# Instruction
Pick out each row below that contains the word "green" and copy every such row in full.

[Saved entries]
::::::::

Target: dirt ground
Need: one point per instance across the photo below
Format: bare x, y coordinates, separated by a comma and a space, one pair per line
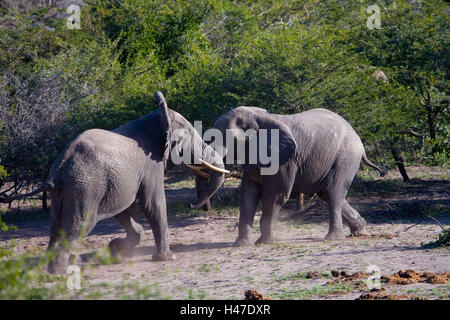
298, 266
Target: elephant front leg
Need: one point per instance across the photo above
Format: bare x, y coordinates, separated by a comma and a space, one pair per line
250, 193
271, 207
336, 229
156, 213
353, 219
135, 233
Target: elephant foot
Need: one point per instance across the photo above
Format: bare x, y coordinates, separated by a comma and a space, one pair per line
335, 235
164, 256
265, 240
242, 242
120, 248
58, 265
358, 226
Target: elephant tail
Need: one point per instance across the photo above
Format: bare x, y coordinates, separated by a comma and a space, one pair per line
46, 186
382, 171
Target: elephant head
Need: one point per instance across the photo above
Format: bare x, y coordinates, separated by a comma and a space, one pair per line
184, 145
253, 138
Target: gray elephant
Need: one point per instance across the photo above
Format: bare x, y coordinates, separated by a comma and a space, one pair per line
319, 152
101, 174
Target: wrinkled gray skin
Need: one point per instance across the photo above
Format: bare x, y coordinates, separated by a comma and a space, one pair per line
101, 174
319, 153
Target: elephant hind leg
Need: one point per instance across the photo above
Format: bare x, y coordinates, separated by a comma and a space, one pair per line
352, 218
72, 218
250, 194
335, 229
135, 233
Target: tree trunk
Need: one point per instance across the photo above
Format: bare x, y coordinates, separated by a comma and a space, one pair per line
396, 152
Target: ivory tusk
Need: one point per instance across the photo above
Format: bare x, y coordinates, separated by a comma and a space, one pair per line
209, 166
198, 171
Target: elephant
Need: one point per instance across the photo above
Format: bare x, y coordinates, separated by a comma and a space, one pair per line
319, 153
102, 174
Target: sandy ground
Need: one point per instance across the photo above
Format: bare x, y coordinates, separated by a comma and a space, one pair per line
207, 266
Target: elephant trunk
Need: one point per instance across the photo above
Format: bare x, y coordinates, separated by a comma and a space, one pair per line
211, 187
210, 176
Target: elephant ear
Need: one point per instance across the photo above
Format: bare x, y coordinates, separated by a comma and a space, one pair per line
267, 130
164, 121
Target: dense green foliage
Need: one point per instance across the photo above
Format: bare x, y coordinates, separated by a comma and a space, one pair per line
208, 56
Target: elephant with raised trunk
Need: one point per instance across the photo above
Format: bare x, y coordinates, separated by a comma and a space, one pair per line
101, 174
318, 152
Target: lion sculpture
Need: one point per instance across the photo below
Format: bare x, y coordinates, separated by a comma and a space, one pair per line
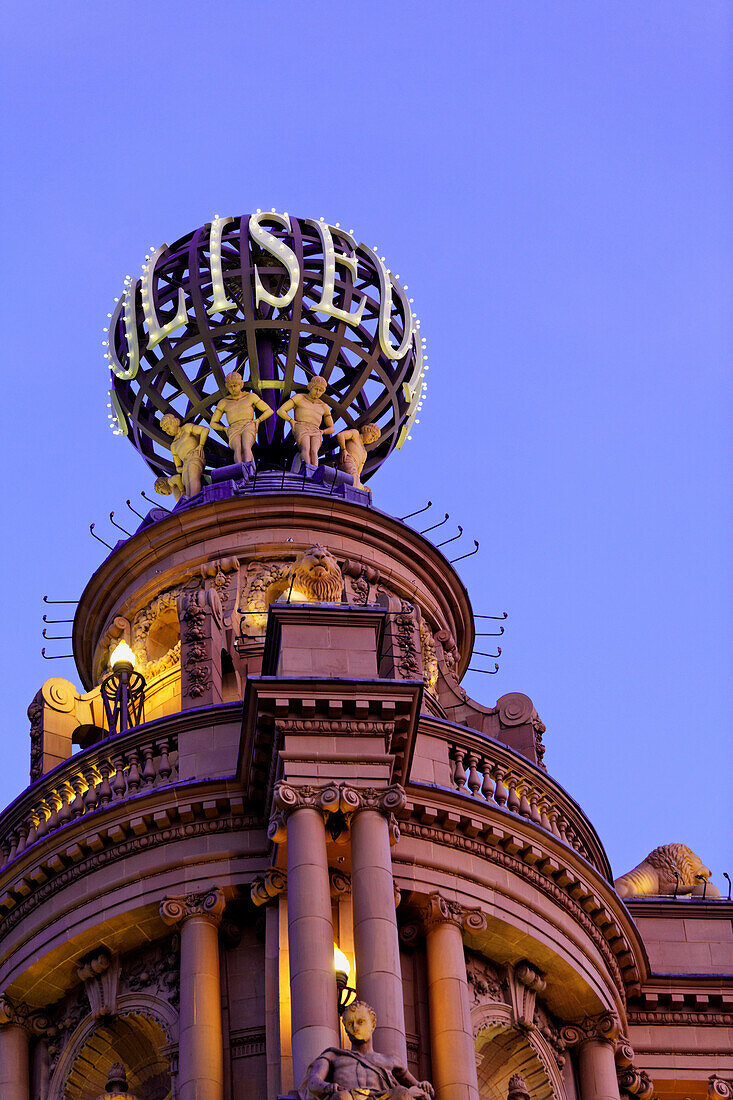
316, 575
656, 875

::::::::

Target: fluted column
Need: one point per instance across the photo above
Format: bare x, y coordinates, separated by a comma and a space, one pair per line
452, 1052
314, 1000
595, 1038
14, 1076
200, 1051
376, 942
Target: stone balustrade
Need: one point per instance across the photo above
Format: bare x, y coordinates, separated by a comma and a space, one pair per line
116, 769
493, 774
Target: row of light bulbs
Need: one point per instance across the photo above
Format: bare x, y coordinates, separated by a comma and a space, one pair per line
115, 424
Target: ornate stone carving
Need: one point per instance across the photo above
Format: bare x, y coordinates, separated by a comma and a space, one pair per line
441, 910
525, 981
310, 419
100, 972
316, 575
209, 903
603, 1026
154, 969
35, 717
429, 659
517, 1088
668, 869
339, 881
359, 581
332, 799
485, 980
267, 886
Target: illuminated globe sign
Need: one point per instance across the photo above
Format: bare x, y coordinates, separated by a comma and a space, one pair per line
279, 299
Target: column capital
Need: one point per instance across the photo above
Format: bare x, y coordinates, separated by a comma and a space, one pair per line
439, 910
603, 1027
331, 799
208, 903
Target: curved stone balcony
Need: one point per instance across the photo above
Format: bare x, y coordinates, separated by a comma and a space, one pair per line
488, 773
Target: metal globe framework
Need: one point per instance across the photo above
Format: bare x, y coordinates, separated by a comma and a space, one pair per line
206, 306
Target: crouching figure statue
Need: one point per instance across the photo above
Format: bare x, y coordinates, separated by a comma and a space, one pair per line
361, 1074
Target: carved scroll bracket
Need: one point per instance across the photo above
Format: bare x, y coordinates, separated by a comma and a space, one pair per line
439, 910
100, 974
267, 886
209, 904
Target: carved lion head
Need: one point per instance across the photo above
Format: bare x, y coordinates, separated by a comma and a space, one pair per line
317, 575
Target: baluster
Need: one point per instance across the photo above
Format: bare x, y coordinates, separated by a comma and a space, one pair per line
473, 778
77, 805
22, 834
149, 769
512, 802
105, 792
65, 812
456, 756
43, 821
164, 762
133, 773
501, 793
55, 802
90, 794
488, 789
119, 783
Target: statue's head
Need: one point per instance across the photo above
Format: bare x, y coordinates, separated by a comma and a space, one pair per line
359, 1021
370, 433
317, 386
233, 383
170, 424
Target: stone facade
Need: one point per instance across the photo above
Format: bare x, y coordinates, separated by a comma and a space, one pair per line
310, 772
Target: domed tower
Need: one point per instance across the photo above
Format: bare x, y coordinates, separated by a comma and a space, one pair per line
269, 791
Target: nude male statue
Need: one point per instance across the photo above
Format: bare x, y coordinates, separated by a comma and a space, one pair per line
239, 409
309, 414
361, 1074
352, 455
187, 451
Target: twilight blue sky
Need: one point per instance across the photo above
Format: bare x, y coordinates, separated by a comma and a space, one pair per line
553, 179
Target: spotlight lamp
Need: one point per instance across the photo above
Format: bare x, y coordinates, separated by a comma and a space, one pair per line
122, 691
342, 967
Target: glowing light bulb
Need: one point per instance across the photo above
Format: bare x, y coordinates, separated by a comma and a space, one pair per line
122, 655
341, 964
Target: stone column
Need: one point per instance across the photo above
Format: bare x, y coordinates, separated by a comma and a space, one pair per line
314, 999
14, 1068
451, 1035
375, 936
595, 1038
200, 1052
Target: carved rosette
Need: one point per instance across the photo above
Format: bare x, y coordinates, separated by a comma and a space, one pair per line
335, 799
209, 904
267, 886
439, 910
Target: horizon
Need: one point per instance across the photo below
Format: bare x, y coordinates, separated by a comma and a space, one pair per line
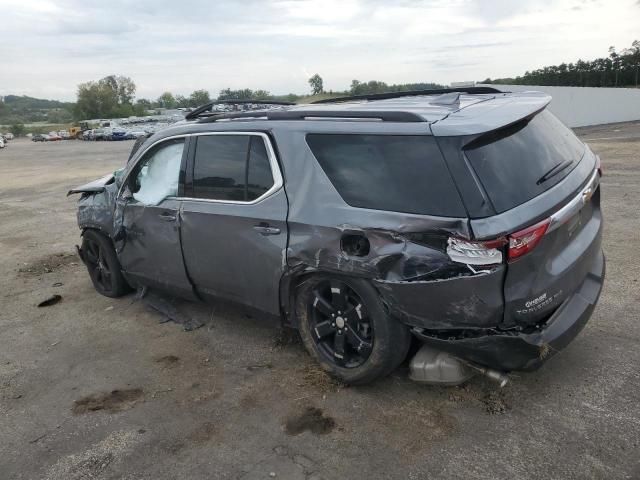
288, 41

::::::::

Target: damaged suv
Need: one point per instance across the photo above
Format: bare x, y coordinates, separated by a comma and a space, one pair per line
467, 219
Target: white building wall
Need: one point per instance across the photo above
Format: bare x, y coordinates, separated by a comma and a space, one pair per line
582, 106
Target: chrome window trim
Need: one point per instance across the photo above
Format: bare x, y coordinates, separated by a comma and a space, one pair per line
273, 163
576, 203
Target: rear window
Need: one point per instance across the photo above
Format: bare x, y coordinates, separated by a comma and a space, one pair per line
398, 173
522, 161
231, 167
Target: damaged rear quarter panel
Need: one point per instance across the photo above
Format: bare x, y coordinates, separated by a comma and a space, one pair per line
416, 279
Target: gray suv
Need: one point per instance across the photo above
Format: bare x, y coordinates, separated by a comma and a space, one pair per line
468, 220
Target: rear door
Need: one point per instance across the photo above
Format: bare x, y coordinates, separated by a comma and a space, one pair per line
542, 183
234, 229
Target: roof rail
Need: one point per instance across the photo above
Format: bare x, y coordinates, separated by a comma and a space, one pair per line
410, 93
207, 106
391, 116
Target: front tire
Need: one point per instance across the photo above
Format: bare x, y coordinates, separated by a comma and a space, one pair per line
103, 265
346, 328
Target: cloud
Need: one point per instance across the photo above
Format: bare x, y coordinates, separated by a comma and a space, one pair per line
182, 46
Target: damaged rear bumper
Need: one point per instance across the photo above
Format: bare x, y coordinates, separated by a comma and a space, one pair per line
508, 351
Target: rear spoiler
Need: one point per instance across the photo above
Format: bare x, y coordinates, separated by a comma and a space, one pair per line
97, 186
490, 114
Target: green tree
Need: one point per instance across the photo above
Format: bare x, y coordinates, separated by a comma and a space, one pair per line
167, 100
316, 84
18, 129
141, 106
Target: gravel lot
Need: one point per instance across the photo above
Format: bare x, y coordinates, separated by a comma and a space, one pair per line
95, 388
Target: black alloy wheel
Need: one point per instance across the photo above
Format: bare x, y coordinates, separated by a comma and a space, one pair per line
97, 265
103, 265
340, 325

::::::::

# Written response
Target: dense green foliage
Target: green tree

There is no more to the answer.